## About this exercise
Each line from the beginning of the data below through the line containing "Target: small red mushroom" should be repeated exactly, please.

Records for processing: Begin

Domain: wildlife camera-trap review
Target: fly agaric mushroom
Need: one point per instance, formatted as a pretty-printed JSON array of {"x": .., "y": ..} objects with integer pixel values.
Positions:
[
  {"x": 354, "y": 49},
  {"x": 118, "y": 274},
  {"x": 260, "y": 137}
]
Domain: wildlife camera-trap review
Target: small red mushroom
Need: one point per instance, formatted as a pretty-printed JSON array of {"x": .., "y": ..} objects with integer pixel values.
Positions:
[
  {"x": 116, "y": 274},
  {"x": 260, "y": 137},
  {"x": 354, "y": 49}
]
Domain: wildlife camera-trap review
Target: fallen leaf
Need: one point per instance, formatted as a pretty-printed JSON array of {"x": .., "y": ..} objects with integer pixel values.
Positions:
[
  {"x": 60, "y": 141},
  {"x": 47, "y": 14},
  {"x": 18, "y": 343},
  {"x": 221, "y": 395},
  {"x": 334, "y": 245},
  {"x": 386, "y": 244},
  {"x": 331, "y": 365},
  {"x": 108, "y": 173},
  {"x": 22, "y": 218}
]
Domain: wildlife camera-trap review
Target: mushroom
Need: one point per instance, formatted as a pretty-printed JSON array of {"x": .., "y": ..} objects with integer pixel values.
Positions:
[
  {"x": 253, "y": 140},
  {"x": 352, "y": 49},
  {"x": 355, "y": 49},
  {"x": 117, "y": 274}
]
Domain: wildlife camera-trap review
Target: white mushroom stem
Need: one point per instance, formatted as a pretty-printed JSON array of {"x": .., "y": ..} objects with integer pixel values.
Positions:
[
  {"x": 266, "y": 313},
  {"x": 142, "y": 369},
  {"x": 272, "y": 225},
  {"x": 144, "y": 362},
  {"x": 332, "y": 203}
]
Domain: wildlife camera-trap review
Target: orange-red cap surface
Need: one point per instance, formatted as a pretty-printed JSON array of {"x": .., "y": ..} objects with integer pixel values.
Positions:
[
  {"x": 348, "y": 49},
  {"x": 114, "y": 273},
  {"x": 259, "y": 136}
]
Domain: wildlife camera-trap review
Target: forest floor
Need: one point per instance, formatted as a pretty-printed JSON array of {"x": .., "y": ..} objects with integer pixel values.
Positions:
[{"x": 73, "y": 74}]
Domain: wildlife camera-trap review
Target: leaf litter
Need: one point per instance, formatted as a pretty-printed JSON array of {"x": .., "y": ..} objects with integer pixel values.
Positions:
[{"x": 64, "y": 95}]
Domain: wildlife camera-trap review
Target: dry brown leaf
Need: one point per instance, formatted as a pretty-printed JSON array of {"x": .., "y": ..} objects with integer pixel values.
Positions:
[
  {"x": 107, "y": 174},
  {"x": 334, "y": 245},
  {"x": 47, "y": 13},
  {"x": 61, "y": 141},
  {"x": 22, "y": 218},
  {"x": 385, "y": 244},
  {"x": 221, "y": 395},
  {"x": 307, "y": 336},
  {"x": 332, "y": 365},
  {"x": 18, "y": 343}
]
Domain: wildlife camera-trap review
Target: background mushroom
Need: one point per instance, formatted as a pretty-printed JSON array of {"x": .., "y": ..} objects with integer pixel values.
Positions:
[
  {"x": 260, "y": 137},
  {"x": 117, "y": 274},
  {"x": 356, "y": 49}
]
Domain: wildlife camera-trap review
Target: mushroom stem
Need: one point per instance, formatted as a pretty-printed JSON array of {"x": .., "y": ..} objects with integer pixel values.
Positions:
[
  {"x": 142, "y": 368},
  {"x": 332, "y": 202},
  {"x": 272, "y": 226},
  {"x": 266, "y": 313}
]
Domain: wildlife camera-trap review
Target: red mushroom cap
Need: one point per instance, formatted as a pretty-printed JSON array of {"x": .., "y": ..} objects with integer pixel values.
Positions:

Records for processing: End

## Task solution
Domain: wildlife camera-trap review
Target: fly agaric mushroom
Need: one point per instance, formatted as a pretty-printed JSON array of {"x": .., "y": ..} objects with integer pixel values.
Positions:
[
  {"x": 354, "y": 49},
  {"x": 118, "y": 274},
  {"x": 260, "y": 137}
]
Domain: wildlife camera-trap review
Target: small red mushroom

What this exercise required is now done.